> Bloc de texte
________________________

Les Stratiens, avertis de leur approche, pensèrent que, s’ils pouvaient les battre isolément, les Grecs se ralentiraient dans leur attaque. Ils dressèrent donc des embuscades autour de la ville ; et, lorsque les ennemis furent à portée, ils fondirent sur eux à la fois et de la place et des embuscades. Les Chaoniens épouvantés périrent en grand nombre. Les autres barbares, les voyant plier, lâchèrent pied et prirent la fuite. Les Grecs des deux corps d’armée ne s’aperçurent point de ce combat ; ils étaient fort éloignés et présumaient que les barbares avaient pris les devants pour choisir un campement. Lorsque les fuyards vinrent tomber au milieu d’eux, ils les recueillirent, ne formèrent qu’un seul camp, et se tinrent en repos le reste du jour. Les Stratiens, en l’absence du renfort qu’ils attendaient, ne les attaquèrent point en ligne ; ils se contentèrent de les harceler de loin à coups de fronde, ce qui les mit dans un grand embarras ; car on ne pouvait faire un pas sahs bouclier. Les Acarnaniens excellent dans ce genre de combat.

________________________

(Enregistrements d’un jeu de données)
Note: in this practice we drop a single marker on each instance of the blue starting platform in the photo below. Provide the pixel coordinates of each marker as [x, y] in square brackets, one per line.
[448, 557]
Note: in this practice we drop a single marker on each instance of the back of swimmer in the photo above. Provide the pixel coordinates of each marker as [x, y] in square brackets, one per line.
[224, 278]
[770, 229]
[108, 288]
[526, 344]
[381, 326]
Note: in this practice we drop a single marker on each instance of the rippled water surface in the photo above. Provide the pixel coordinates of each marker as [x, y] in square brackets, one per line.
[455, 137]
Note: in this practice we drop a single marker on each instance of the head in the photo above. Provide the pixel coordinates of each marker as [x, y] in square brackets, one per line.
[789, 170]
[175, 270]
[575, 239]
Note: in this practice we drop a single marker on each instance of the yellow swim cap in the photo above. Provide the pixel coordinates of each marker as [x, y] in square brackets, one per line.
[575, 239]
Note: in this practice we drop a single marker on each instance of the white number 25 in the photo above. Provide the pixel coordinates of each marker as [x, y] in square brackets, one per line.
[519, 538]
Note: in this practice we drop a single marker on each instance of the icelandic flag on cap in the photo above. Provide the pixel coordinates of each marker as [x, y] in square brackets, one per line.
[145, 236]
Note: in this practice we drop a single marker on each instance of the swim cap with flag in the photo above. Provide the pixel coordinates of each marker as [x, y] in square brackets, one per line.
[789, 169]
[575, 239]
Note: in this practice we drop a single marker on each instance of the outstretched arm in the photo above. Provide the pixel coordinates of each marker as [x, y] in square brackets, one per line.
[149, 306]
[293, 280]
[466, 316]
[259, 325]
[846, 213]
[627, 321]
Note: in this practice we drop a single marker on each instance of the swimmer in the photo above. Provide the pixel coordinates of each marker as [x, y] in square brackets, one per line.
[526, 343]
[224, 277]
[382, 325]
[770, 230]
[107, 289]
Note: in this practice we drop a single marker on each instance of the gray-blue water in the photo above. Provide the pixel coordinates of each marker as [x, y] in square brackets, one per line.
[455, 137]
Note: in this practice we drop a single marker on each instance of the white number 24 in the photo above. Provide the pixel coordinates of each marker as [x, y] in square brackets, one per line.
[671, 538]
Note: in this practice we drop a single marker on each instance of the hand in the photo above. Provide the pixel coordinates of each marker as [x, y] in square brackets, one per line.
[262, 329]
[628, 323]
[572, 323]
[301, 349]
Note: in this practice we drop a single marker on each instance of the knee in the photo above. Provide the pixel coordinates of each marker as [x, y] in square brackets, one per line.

________________________

> Consignes à suivre
**A)** D’après le texte sur les Stratiens, les affirmations suivantes sont-elles exactes ? (i) Les Chaoniens périrent en grand nombre. (ii) Les Grecs des deux corps d’armée assistèrent au combat. (iii) Les Stratiens attaquèrent les Grecs en ligne. Répondez à chacune par oui ou par non et citez les mots décisifs du texte.
**B)** Poursuivez le texte sur les Stratiens après sa dernière phrase.

> Réponses par consigne
**A)**
(i) Oui : « Les Chaoniens épouvantés périrent en grand nombre. »
(ii) Non : « Les Grecs des deux corps d’armée ne s’aperçurent point de ce combat ».
(iii) Non : « ne les attaquèrent point en ligne ».

**B)**
La nuit venue, Cnémos se replia rapidement sur le fleuve Anapos, à quatre-vingts stades de Stratos. Le lendemain il releva ses morts par composition ; puis, les OEniades l’ayant rejoint en qualité d’amis, il se retira sur leurs terres, sans attendre la levée en masse des Acarnaniens. De là chacun regagna ses foyers. Les Stratiens érigèrent un trophée pour la défaite des barbares.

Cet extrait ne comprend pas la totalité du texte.